╭──

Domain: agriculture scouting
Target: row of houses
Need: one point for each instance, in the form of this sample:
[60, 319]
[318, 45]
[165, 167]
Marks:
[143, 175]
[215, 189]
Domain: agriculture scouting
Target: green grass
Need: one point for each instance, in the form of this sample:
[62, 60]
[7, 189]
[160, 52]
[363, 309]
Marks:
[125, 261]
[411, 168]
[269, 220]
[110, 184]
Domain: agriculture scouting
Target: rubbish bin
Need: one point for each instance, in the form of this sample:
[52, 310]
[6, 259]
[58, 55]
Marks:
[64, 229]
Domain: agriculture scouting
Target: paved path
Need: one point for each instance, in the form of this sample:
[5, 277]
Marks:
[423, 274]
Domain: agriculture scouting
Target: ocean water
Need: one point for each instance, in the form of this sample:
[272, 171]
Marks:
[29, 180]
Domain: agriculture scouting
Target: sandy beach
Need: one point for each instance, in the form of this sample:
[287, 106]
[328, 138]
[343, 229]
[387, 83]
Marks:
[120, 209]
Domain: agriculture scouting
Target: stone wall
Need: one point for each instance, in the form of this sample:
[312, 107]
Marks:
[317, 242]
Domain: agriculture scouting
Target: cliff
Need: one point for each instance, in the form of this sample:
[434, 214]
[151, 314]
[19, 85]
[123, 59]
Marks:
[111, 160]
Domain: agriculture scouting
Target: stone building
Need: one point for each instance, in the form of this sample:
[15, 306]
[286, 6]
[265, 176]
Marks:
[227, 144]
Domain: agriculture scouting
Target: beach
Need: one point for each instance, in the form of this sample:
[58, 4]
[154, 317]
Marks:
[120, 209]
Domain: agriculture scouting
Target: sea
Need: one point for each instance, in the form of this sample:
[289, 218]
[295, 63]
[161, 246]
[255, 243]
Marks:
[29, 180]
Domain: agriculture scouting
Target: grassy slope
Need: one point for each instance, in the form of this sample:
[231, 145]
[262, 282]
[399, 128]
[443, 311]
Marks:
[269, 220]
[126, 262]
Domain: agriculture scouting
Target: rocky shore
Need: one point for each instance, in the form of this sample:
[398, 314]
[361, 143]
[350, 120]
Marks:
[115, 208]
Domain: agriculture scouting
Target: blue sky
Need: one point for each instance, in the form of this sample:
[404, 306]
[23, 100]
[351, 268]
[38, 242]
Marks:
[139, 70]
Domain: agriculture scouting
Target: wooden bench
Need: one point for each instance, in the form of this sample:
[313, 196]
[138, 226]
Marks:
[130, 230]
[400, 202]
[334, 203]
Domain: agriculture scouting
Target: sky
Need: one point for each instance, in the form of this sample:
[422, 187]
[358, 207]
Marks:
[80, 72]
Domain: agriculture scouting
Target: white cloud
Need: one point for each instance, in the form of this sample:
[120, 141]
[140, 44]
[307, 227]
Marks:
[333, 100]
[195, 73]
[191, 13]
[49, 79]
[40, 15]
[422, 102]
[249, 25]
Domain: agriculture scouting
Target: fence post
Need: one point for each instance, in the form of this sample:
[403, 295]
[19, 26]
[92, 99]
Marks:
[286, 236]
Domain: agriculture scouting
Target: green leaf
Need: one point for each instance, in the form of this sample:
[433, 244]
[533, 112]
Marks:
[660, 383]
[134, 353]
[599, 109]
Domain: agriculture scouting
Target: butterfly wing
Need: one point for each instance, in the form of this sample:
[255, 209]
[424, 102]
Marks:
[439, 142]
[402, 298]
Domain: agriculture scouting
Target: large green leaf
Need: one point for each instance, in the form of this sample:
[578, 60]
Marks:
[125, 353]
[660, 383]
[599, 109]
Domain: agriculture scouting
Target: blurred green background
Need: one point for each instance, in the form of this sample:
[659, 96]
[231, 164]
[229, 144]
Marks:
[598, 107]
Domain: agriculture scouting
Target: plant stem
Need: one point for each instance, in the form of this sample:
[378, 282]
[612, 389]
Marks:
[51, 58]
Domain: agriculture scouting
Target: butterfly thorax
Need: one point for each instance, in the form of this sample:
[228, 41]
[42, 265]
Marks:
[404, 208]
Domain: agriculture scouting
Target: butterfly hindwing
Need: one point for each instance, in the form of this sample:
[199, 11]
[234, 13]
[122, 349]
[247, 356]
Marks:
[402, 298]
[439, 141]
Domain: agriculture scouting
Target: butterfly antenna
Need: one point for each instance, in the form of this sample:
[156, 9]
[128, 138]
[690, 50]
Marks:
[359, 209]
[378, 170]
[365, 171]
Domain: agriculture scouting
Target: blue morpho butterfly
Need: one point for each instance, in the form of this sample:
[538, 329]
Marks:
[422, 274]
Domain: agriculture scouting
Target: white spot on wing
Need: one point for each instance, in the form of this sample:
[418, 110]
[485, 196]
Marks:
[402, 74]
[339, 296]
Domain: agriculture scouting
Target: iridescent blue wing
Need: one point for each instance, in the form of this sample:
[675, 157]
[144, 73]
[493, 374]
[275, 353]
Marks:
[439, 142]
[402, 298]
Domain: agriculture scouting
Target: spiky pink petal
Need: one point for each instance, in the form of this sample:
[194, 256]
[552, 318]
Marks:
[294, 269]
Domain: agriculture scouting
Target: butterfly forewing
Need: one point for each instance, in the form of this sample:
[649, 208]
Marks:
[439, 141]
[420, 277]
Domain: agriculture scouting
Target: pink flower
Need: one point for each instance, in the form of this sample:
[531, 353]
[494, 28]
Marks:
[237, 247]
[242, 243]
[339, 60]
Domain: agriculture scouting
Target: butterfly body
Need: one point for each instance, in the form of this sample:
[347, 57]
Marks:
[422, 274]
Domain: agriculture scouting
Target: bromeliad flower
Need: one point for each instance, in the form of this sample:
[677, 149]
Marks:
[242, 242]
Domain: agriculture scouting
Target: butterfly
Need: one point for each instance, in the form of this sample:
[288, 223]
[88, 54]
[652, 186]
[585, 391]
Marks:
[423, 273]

╰──

WORK TO COMPLETE
In the entries above, identify every line with the word "pink". Copy those lines.

ANSWER SPACE
Target: spiky pink petal
Target: pink flower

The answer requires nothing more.